▸ Passage provided
'''

Paper
29 March 2016 Design and evaluation of a grid reciprocation scheme for use in digital breast tomosynthesis
Tushita Patel, Helen Sporkin, Heather Peppard, Mark B. Williams
Author Affiliations +
Abstract
This work describes a methodology for efficient removal of scatter radiation during digital breast tomosynthesis (DBT). The goal of this approach is to enable grid image obscuration without a large increase in radiation dose by minimizing misalignment of the grid focal point (GFP) and x-ray focal spot (XFS) during grid reciprocation. Hardware for the motion scheme was built and tested on the dual modality breast tomosynthesis (DMT) scanner, which combines DBT and molecular breast tomosynthesis (MBT) on a single gantry. The DMT scanner uses fully isocentric rotation of tube and x-ray detector for maintaining a fixed tube-detector alignment during DBT imaging. A cellular focused copper prototype grid with 80 cm focal length, 3.85 mm height, 0.1 mm thick lamellae, and 1.1 mm hole pitch was tested. Primary transmission of the grid at 28 kV tube voltage was on average 74% with the grid stationary and aligned for maximum transmission. It fell to 72% during grid reciprocation by the proposed method. Residual grid line artifacts (GLAs) in projection views and reconstructed DBT images are characterized and methods for reducing the visibility of GLAs in the reconstructed volume through projection image flat-field correction and spatial frequency-based filtering of the DBT slices are described and evaluated. The software correction methods reduce the visibility of these artifacts in the reconstructed volume, making them imperceptible both in the reconstructed DBT images and their Fourier transforms.

'''

▸ Data for review
'''

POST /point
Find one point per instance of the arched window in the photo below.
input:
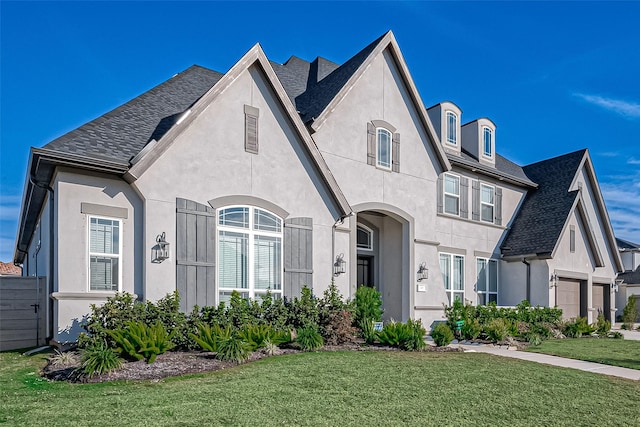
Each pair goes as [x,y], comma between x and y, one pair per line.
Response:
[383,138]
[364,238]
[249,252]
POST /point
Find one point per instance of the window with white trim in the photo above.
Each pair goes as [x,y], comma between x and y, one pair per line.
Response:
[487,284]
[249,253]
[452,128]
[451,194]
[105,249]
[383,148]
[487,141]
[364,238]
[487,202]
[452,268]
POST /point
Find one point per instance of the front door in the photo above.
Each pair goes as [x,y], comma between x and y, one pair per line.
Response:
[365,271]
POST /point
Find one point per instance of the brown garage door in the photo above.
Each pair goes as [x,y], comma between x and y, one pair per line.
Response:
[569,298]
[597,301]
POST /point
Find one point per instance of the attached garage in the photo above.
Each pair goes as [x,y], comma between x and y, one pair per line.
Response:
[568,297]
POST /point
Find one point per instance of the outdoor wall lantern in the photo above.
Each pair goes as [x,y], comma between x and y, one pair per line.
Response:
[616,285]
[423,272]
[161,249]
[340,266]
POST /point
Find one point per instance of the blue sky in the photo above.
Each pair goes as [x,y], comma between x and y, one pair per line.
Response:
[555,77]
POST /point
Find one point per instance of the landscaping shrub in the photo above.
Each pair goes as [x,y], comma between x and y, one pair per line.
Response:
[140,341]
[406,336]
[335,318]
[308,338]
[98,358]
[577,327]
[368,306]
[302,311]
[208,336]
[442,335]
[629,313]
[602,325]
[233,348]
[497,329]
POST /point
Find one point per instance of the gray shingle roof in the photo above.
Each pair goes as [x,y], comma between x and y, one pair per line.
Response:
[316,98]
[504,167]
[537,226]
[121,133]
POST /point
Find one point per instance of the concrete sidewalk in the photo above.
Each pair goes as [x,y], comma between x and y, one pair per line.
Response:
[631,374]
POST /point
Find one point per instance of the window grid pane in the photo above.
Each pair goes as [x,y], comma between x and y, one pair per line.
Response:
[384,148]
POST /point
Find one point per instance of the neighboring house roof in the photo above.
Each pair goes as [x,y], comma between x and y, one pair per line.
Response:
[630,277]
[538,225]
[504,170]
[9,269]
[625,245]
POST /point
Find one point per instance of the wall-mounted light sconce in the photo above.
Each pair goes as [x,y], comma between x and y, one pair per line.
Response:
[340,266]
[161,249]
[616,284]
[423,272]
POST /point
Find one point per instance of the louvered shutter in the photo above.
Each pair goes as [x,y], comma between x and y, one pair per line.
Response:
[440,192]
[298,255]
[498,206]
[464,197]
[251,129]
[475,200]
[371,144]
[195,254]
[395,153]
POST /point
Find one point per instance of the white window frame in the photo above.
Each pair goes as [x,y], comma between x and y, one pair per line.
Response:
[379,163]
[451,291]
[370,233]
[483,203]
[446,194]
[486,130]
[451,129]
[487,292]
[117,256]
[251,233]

'''

▸ Brief
Copy the paper on grid reciprocation for digital breast tomosynthesis word for word, reproducing the entire text.

▸ Solution
Paper
29 March 2016 Design and evaluation of a grid reciprocation scheme for use in digital breast tomosynthesis
Tushita Patel, Helen Sporkin, Heather Peppard, Mark B. Williams
Author Affiliations +
Abstract
This work describes a methodology for efficient removal of scatter radiation during digital breast tomosynthesis (DBT). The goal of this approach is to enable grid image obscuration without a large increase in radiation dose by minimizing misalignment of the grid focal point (GFP) and x-ray focal spot (XFS) during grid reciprocation. Hardware for the motion scheme was built and tested on the dual modality breast tomosynthesis (DMT) scanner, which combines DBT and molecular breast tomosynthesis (MBT) on a single gantry. The DMT scanner uses fully isocentric rotation of tube and x-ray detector for maintaining a fixed tube-detector alignment during DBT imaging. A cellular focused copper prototype grid with 80 cm focal length, 3.85 mm height, 0.1 mm thick lamellae, and 1.1 mm hole pitch was tested. Primary transmission of the grid at 28 kV tube voltage was on average 74% with the grid stationary and aligned for maximum transmission. It fell to 72% during grid reciprocation by the proposed method. Residual grid line artifacts (GLAs) in projection views and reconstructed DBT images are characterized and methods for reducing the visibility of GLAs in the reconstructed volume through projection image flat-field correction and spatial frequency-based filtering of the DBT slices are described and evaluated. The software correction methods reduce the visibility of these artifacts in the reconstructed volume, making them imperceptible both in the reconstructed DBT images and their Fourier transforms.